TASK PROMPT:
Can you reproduce the entries verbatim, beginning at the line that has "Each <instance> requires" and stopping after the line that has "box: [157, 56, 292, 180]"?

DATA FOR THIS EXERCISE:
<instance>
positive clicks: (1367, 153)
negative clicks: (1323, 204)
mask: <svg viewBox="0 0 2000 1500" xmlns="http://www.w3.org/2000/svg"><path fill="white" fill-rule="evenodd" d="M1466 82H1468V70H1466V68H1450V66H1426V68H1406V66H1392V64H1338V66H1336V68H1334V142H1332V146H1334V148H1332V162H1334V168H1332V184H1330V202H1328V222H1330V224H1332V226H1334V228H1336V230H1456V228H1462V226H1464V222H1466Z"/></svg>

* * *

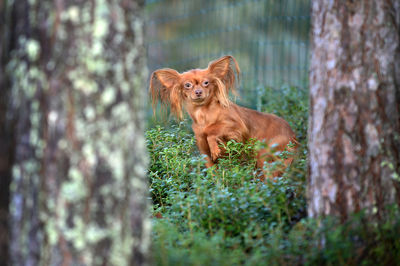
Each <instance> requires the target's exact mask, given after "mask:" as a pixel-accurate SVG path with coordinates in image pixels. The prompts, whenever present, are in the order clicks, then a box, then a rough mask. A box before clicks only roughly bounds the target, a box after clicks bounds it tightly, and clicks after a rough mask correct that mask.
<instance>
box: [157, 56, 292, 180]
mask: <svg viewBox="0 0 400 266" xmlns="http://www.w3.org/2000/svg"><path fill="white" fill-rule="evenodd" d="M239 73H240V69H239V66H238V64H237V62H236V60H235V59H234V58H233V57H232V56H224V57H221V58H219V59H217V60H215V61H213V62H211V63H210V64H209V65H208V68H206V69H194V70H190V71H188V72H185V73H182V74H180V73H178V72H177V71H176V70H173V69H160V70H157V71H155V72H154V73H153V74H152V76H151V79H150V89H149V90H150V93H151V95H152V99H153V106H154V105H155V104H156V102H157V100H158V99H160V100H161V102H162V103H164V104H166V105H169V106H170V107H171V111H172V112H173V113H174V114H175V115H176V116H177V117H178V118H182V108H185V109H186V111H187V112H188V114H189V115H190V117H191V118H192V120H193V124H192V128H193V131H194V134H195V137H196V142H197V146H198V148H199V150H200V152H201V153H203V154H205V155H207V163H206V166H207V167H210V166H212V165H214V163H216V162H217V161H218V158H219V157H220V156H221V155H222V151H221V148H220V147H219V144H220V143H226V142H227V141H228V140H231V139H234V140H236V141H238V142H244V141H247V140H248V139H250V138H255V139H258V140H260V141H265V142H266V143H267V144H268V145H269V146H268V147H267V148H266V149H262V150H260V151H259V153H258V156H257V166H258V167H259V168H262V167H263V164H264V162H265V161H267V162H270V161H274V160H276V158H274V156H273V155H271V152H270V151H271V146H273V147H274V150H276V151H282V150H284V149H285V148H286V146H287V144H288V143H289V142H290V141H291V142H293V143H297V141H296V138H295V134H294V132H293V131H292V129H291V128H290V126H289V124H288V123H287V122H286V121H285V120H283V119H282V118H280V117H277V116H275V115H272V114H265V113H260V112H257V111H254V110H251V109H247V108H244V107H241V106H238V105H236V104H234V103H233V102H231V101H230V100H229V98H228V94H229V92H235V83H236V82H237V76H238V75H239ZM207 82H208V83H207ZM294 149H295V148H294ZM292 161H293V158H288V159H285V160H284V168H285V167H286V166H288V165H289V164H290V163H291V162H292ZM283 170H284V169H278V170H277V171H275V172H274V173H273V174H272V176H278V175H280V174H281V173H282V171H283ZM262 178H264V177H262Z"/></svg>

---

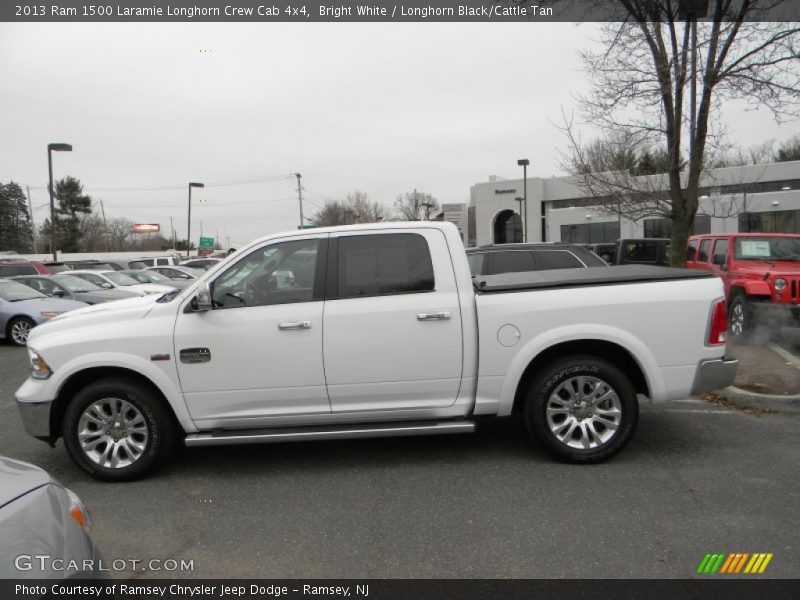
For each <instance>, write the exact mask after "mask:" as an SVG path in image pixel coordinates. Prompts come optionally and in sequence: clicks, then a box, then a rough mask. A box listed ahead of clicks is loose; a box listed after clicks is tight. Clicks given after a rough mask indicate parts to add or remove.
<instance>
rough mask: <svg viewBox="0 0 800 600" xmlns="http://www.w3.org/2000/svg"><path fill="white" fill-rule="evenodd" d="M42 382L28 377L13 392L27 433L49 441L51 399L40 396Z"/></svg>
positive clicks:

RESULT:
Each <instance> requires the target's exact mask, given after "mask:" as a pixel-accurate SVG path with coordinates in image pixels. The prompts, whenever present, are in the order clicks, then a box, then a rough mask. A box before clicks only roughly bounds the target, a box after clicks bounds it tightly, and clicks after a rough mask correct that mask.
<instance>
box: [157, 56, 292, 180]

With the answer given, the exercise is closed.